** Begin **

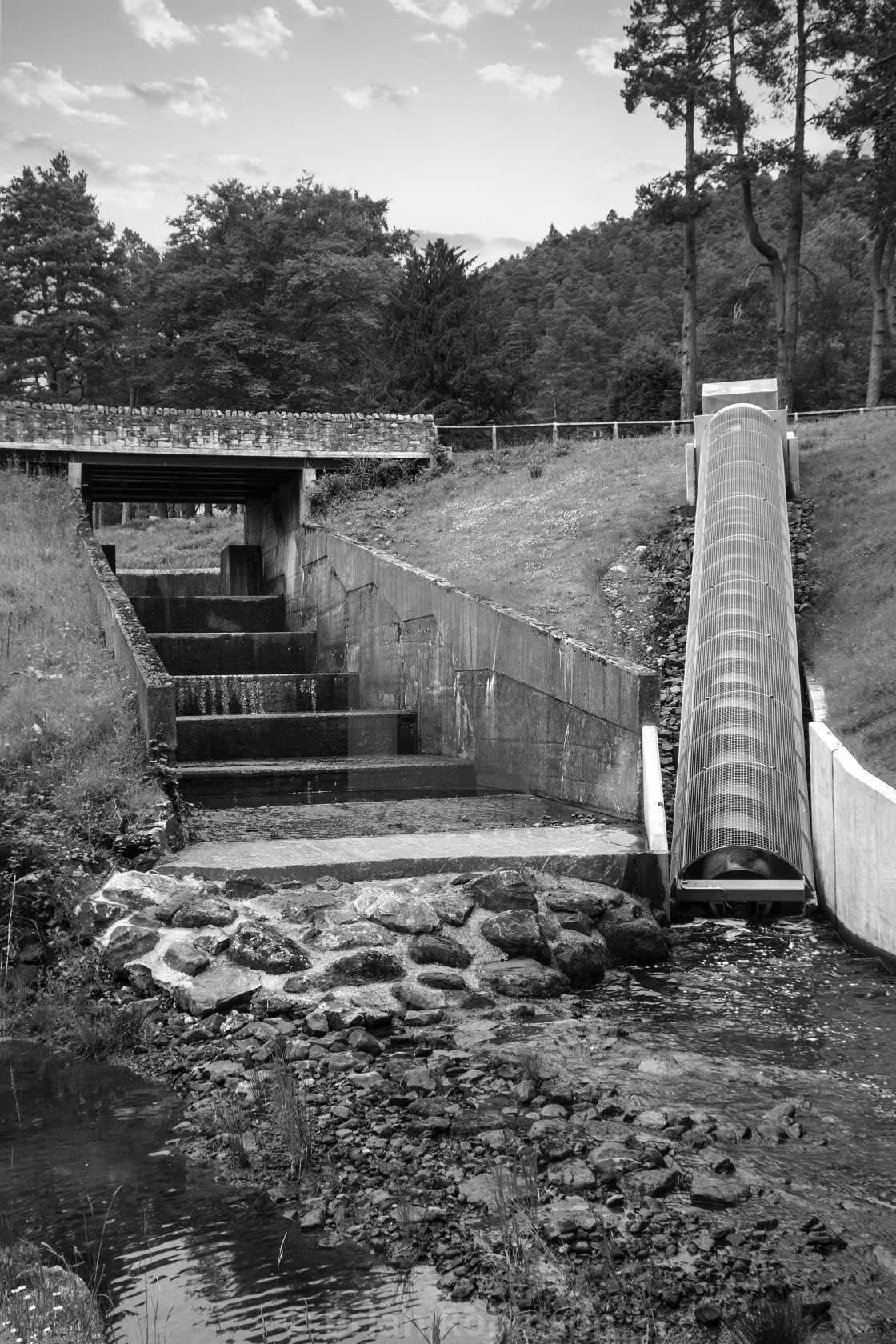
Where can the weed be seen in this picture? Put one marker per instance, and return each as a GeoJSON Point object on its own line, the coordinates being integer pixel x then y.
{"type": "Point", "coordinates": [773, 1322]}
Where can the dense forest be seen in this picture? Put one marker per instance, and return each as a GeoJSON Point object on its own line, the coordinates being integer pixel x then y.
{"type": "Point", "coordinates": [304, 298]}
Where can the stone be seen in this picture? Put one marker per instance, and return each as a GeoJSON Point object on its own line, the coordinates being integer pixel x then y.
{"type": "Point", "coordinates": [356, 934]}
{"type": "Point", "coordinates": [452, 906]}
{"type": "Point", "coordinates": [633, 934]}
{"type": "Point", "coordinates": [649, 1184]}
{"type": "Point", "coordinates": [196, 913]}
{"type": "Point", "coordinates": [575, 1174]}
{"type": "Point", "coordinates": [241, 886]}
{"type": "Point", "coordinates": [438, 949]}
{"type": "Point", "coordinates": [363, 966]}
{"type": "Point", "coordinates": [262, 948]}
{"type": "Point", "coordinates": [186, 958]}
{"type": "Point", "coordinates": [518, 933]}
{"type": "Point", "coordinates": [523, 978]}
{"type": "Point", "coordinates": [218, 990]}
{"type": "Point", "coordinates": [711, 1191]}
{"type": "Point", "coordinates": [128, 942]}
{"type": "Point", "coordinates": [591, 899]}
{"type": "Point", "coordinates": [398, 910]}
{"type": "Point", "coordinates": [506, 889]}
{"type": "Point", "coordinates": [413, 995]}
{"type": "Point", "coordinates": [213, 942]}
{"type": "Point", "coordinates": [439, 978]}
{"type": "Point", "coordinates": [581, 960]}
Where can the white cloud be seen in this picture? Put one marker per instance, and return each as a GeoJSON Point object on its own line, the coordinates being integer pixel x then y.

** End **

AIM OF THE EXERCISE => Extract, exactly, the lines above that begin at the line containing "Where can the dense" and end at the final line of the records; add no other text.

THE RESULT =>
Where can the dense forest be seen in this picture? Put one marker per instance, and return each as a GeoJSON Point object on its own line, the coordinates being integer pixel x then y.
{"type": "Point", "coordinates": [304, 298]}
Where can the stone be seen in this picture? Put one marker per instance, and return each as a GeoJSON Point object on its own line, the coordinates being integer pixel x then y.
{"type": "Point", "coordinates": [356, 934]}
{"type": "Point", "coordinates": [452, 906]}
{"type": "Point", "coordinates": [633, 934]}
{"type": "Point", "coordinates": [649, 1184]}
{"type": "Point", "coordinates": [196, 913]}
{"type": "Point", "coordinates": [575, 1174]}
{"type": "Point", "coordinates": [241, 886]}
{"type": "Point", "coordinates": [438, 949]}
{"type": "Point", "coordinates": [363, 966]}
{"type": "Point", "coordinates": [262, 948]}
{"type": "Point", "coordinates": [186, 958]}
{"type": "Point", "coordinates": [518, 933]}
{"type": "Point", "coordinates": [523, 978]}
{"type": "Point", "coordinates": [218, 990]}
{"type": "Point", "coordinates": [711, 1191]}
{"type": "Point", "coordinates": [128, 942]}
{"type": "Point", "coordinates": [591, 899]}
{"type": "Point", "coordinates": [398, 910]}
{"type": "Point", "coordinates": [506, 889]}
{"type": "Point", "coordinates": [413, 995]}
{"type": "Point", "coordinates": [213, 942]}
{"type": "Point", "coordinates": [439, 978]}
{"type": "Point", "coordinates": [581, 960]}
Where can the white cloud be seen in this picture? Put one marker per instance, and return each as a GeoJSON Point object on its own line, the coordinates being integer pixel x then y.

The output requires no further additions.